(Position annotation records)
-------------------------

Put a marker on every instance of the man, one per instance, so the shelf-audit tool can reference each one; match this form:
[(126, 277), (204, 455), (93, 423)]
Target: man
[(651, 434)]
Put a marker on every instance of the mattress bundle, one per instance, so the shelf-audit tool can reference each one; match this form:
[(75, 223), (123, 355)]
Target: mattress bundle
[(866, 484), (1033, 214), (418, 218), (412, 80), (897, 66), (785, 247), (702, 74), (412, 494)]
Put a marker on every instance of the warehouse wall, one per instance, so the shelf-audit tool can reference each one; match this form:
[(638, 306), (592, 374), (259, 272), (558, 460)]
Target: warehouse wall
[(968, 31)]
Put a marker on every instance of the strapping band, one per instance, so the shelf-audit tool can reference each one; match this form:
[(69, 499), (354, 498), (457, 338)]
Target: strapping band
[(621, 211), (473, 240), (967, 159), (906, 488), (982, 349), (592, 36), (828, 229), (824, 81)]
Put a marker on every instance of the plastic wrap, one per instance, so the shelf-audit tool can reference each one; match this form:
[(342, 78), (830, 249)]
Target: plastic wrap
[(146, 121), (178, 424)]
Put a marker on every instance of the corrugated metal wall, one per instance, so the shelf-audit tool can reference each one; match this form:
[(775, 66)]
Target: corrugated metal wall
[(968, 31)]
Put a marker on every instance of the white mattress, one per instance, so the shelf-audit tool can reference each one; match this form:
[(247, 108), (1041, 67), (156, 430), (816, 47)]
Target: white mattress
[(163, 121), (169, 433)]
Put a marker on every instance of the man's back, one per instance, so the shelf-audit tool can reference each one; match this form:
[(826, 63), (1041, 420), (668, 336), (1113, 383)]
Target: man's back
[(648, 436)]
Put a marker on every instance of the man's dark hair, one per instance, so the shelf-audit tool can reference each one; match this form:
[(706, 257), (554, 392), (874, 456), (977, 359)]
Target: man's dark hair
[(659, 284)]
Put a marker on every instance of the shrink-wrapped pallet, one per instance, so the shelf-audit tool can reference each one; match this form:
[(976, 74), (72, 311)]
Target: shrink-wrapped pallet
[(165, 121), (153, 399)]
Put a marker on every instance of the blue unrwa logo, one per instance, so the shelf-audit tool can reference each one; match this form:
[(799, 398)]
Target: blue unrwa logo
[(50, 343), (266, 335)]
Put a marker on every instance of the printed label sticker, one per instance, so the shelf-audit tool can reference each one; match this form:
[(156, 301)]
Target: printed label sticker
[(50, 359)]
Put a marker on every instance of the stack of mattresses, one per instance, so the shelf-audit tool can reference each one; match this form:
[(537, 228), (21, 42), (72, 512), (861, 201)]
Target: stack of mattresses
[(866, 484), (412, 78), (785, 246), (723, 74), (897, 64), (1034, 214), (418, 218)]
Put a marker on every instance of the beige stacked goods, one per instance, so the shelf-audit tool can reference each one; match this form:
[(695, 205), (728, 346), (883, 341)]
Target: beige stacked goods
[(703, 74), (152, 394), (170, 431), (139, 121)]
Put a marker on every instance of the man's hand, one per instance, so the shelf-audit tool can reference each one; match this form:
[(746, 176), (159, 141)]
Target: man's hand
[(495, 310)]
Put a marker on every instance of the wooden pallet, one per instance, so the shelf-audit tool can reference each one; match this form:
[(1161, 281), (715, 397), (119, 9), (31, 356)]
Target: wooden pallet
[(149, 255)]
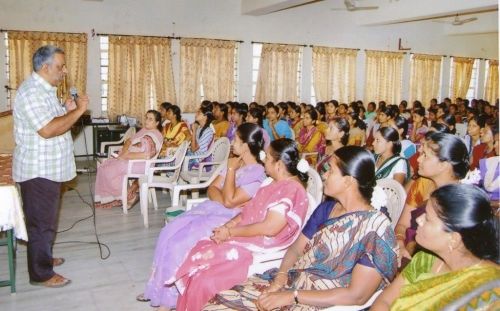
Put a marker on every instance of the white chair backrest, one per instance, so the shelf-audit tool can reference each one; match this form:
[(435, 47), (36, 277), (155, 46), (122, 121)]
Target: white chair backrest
[(220, 150), (180, 154), (396, 197), (461, 129), (129, 133), (315, 185)]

-------------------------

WHAT YOU NEED TO DO:
Copy the records again, starting at the line that contains "Put a marker on every instance of the mattress" and ending at the line that contains "229), (824, 81)]", with the requests included. Offset every coordinate in the answers by -12.

RESPONSE:
Put a marker on every instance of the mattress bundle, one per instance, so the shelf-audit tool can reference each one; match this form:
[(75, 223), (123, 355)]
Target: mattress bundle
[(854, 472), (1021, 202), (406, 206), (400, 68), (885, 54), (773, 235), (690, 62), (400, 482)]
Put a marker on every instance of the warehouse wall, one per instance, so the shelf-audit tool can reference each one; match this form:
[(638, 306), (592, 374), (259, 272), (558, 460)]
Target: warehouse wall
[(956, 19)]
Put a marker on every instance of the strapping band, one per instance, so the shelf-audit tool can reference each one; match this form:
[(69, 499), (354, 498), (457, 338)]
Target: strapping band
[(609, 199), (461, 228), (955, 147), (894, 476), (970, 337), (580, 24), (816, 217), (812, 69)]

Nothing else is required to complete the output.